## PROVIDED PASSAGE
----

From the above bar chart we can see the two distribution for zone classification are similar.

#### Utilities

In [None]:
df_test[df_test['Utilities'].isnull()]

In [None]:
# index variable
Utilities_null_index = list(df_test[df_test['Utilities'].isnull()].index)
Utilities_null_index

In [None]:
# assign the new values
df_test.loc[Utilities_null_index, 'Utilities'] = 'NoSewr'

In [None]:
# test the changes
df_test['Utilities'].isnull().sum()

In [None]:
plot_bar('Utilities')

In [None]:
df_test['Utilities'].value_counts()

In [None]:
df_train['Utilities'].value_counts()

Here there are some differences between the two features, with two `NoSewr` values in the testing set and one `NoSeWa` in the training set.

#### Exterior1st

In [None]:
df_test[df_test['Exterior1st'].isnull()]

In [None]:
# index variable
Exterior1st_null_index = df_test[df_test['Exterior1st'].isnull()].index[0]

This observation has more missing values. Let's fill them all.

In [None]:
# reassign values
df_test.loc[Exterior1st_null_index, 'Exterior1st'] ='PreCast'
df_test.loc[Exterior1st_null_index, 'Exterior2nd'] ='PreCast'
df_test.loc[Exterior1st_null_index, 'GarageYrBlt'] ='NoGarage'

In [None]:
df_test[df_test['Exterior2nd'].isnull()].shape

#### SaleType

In [None]:
df_test[df_test['SaleType'].isnull()]

In [None]:
# index variable
SaleType_null_index = df_test[df_test['SaleType'].isnull()].index[0]

In [None]:
df_test.loc[SaleType_null_index, 'SaleType'] ='VWD'

In [None]:
df_test[df_test['SaleType'].isnull()]

In [None]:
df_test['SaleType'].value_counts()

In [None]:
df_train['SaleType'].value_counts()

In [None]:
# I'll put it in the Oth category in order to have similar structure
df_test.loc[SaleType_null_index, 'SaleType'] ='Oth'

In [None]:
plot_bar('SaleType')

#### KitchenQual

In [None]:
df_test[df_test['KitchenQual'].isnull()]

In [None]:
# index variable
KitchenQual_null_index = df_test[df_test['KitchenQual'].isnull()].index[0]

In [None]:
#df_test.loc[KitchenQual_null_index, 'KitchenQual'] = 'Po'
# reassign value to match distributions
df_test.loc[KitchenQual_null_index, 'KitchenQual'] = 'Fa'

In [None]:
df_test['KitchenQual'].value_counts()

In [None]:
df_train['KitchenQual'].value_counts()

#### Functional

In [None]:
df_test[df_test['Functional'].isnull()]

In [None]:
# index variable
Functional_null_index = list(df_test[df_test['Functional'].isnull()].index)

----

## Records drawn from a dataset
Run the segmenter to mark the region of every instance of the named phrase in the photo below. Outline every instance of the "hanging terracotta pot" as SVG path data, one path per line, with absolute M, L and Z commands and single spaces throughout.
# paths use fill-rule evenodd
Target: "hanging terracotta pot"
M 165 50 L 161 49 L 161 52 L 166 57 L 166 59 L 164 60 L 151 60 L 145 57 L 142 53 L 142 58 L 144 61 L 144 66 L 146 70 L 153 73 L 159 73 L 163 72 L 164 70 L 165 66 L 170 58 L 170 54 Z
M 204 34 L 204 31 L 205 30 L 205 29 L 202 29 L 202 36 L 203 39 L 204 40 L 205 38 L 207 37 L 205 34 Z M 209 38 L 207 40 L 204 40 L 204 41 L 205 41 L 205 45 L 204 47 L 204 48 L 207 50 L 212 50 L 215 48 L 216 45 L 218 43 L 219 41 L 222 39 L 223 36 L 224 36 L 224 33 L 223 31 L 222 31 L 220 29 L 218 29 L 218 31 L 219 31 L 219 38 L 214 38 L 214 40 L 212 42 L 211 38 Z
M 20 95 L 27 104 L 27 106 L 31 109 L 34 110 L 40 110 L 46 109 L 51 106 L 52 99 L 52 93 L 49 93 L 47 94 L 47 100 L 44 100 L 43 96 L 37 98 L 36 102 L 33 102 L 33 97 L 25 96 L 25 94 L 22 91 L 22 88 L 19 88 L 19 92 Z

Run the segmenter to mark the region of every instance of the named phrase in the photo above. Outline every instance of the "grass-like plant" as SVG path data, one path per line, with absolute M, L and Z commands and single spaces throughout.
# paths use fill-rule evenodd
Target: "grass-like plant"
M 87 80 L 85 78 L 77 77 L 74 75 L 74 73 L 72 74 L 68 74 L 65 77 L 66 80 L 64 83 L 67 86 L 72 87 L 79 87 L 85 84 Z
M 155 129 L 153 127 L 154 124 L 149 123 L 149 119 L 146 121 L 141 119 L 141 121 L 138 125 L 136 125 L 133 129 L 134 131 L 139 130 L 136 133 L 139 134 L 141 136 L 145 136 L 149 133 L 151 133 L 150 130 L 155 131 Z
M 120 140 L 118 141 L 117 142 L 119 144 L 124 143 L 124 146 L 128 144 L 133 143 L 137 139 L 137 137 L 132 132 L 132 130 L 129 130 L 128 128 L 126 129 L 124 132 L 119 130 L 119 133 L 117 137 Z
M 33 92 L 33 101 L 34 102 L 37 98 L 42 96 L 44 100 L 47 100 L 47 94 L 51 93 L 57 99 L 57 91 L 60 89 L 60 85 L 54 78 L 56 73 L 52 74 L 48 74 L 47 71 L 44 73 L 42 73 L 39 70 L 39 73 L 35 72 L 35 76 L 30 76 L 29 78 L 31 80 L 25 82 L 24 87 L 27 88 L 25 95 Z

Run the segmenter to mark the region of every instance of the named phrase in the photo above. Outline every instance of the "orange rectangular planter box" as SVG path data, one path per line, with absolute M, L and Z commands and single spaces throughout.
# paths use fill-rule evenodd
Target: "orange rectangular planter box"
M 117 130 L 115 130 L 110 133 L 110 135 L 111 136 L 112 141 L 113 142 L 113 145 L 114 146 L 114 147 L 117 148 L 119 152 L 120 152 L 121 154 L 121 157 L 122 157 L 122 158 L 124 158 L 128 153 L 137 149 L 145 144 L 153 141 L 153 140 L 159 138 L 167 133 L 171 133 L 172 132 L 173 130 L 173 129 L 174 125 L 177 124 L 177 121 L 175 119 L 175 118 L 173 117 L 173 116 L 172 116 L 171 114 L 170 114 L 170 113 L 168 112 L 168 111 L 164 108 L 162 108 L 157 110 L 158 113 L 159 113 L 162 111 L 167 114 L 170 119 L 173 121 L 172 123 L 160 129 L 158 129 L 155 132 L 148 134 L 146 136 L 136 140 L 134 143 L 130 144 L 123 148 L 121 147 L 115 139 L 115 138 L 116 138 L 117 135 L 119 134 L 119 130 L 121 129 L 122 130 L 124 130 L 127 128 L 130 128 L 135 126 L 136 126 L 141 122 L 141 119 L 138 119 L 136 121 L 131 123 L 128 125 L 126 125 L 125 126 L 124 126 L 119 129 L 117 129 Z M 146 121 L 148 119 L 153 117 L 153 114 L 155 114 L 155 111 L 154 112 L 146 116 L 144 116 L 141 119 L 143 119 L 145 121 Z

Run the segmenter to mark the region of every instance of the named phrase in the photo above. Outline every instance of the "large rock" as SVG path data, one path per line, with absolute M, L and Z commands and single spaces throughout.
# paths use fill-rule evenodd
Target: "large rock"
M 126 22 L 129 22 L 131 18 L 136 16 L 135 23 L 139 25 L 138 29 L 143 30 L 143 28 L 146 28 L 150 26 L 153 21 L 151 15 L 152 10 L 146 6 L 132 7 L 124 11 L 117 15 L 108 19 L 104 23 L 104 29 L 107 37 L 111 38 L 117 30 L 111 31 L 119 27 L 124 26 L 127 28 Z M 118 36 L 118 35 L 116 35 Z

----

## REQUIRED WORK
**1.** Echo the portion of the notebook excerpt between "#### Exterior1st" and "fill them all.", inclusive.
**2.** In the notebook excerpt, which category is the missing SaleType value finally placed in?
**3.** List every section heading marked with #### in the notebook excerpt.
Rely solely on the notebook excerpt when answering.

## SOLUTIONS PER TASK
**1.**
#### Exterior1st

In [None]:
df_test[df_test['Exterior1st'].isnull()]

In [None]:
# index variable
Exterior1st_null_index = df_test[df_test['Exterior1st'].isnull()].index[0]

This observation has more missing values. Let's fill them all.

**2.** The Oth category.

**3.** Utilities, Exterior1st, SaleType, KitchenQual, Functional